In this work, we make a first step towards expanding the study of the Mitchell order in the ill-founded case, and address question (ii). Specifically, we focus on the extent to which the well-foundedness of the Mitchell order fails on rank-to-rank extenders, by considering possible ordertypes of infinite decreasing chains in \(\triangleleft \). The main results of this paper are the following two theorems.

Theorem 1.3

Assume there exists a rank-to-rank extender E. Then for every countable ordinal \(\gamma \) there is a sequence of rank-to-rank extenders of length \(\gamma \), \((E_\alpha \mid \alpha < \gamma )\), on which the Mitchell order is transitive and strictly decreasing.

Theorem 1.4

There is no \(\omega _1\)-sequence of extenders which is strictly decreasing and transitive in the Mitchell order.

Our presentation of the proof of Theorem 1.4 goes through a proof of a weak version of Steel’s conjecture, which addresses transitive \(\omega \)-sequences of extenders.Footnote 2 This presentation replaces a previous ad-hoc proof. The authors would like to thank Grigor Sargsyan for pointing out the connection with Steel’s conjecture, which led to the current concise proof of Theorem 1.4. The (full) conjecture was recently proved by Goldberg ( [7]) building on his remarkable study of the internal relation.

GIVEN ENTRIES:

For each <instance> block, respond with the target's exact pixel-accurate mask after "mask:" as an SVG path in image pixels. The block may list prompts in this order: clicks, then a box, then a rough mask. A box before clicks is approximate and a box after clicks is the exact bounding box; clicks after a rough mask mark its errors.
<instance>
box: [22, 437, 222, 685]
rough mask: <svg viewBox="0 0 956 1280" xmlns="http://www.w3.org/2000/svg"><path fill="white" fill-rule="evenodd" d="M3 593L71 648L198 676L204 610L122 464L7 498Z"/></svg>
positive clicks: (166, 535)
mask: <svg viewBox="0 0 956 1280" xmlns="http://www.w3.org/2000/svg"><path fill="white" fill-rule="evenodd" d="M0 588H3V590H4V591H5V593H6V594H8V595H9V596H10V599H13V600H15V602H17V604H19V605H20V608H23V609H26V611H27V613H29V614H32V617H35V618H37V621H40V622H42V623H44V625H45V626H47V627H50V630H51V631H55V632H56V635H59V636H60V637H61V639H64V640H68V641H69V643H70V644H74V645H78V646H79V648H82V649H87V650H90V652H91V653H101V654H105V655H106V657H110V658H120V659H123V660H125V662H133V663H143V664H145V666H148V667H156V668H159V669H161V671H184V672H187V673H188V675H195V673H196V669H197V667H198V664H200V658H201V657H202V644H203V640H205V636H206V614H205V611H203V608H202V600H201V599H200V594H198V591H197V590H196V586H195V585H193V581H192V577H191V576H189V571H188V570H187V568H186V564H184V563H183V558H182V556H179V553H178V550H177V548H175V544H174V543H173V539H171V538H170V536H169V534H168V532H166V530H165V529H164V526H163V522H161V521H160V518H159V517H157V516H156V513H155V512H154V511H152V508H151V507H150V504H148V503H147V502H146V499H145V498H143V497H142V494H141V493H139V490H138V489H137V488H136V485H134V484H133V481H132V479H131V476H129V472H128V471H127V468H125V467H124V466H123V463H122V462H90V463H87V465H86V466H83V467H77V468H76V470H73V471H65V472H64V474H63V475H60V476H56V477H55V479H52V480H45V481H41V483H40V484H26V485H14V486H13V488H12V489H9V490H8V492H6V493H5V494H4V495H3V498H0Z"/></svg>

DIRECTIONS:
1. In the excerpt on the Mitchell order, why do the authors thank Grigor Sargsyan? Answer in one to three sentences.
2. Continue the excerpt on the Mitchell order from the point where it ends.

SOLVED PROBLEMS:
1. The authors thank Grigor Sargsyan because he pointed out the connection with Steel's conjecture. That connection led to the current concise proof of Theorem 1.4, which replaces a previous ad-hoc proof.

2.
2 Basic definitions and observations

For notational clarity it will be sometimes convenient for us to use the notation \(\overline{{\text {Ult}}}(V,E)\) for \(M_E\), the transitive collapse of \({\text {Ult}}(V,E)\). For an extender E in a transitive class N, write \(M_E^N\) for the transitive collapse of \({\text {Ult}}(N,E)\) and \(i_E^N : M \rightarrow M_E^N\) for the corresponding ultrapower embedding. For a rank-to-rank extender E we write \(\lambda ^E\) for the least \(\lambda > {\text {crit}} (E)\) such that \(i_E(\lambda ) = \lambda \). Moreover, we write \(\kappa ^E_0 = {\text {crit}} (E)\) and \(\kappa ^E_{n+1} = i_E(\kappa ^E_n)\) for \(n < \omega \), and call \((\kappa ^E_n \mid n < \omega )\) the critical sequence of E. For any rank-to-rank extender E, \(\lambda ^E = \sup _{n<\omega } \kappa ^E_n = {\text {lh}} (E)\).

For every \(n < \omega \) let \(E\upharpoonright \kappa _n^E\) be the cutback of E to the measures \(E_a\), \(a \in [\kappa _n^E]^{<\omega }\). We have that \(M_E = \bigcup _n X_n\) where

$$\begin{aligned} X_n = \{ i_E(f)(a) \mid a \in [\kappa _n^E]^{<\omega }, f : [\mu _a]^{|a|} \rightarrow V \}. \end{aligned}$$

By taking \(f = {\text {id}}\), it is clear that \(\kappa _n^E \subseteq X_n\). Let \(N_n\) denote the transitive collapse of \(X_n\) for each \(n<\omega \). We have that \(N_n\) is isomorphic to \(M_{E \upharpoonright \kappa _n^E}\). Moreover, for each \(n < \omega \), \(N_{n+1}\) contains \(V_{\kappa _{n+1}^E}\) and in particular \(i_E``\kappa _n^E \in N_{n+1}\). It follows from a standard argument that \({}^{\kappa _n^E}N_{n+1} \subseteq N_{n+1}\). As the critical point of the inverse of the collapse map \(N_{n+1} \rightarrow X_{n+1}\) is \(>\kappa _n^E\), this implies \({}^{\kappa _n^E}X_{n+1} \subseteq X_{n+1}\).

The following observations will be useful in comparing extenders in different ultrapowers.

Lemma 2.1

Assume that \(N = \bigcup _{n<\omega } X_n\) is an increasing union of classes \(X_n\), N is transitive, and there exists a sequence of cardinals \(\langle \kappa _n \mid n < \omega \rangle \), such that \({}^{\kappa _n} X_{n+1} \subseteq X_{n+1}\) for all \(n < \omega \). Let \(E \in N\) be a rank-to-rank extender of height \({\text {lh}} (E) = \lambda = \bigcup _n \kappa _n\).

  1. (1)

    For every \(a \in [\lambda ]^{<\omega }\) and \(f : [\mu _a]^{|a|} \rightarrow N\) a function in V, there exists a function \(f_N \in N\) such that \(\{ \nu \in [\mu _a]^{|a|} \mid f(\nu ) = f_N(\nu )\} \in E_a\).

  2. (2)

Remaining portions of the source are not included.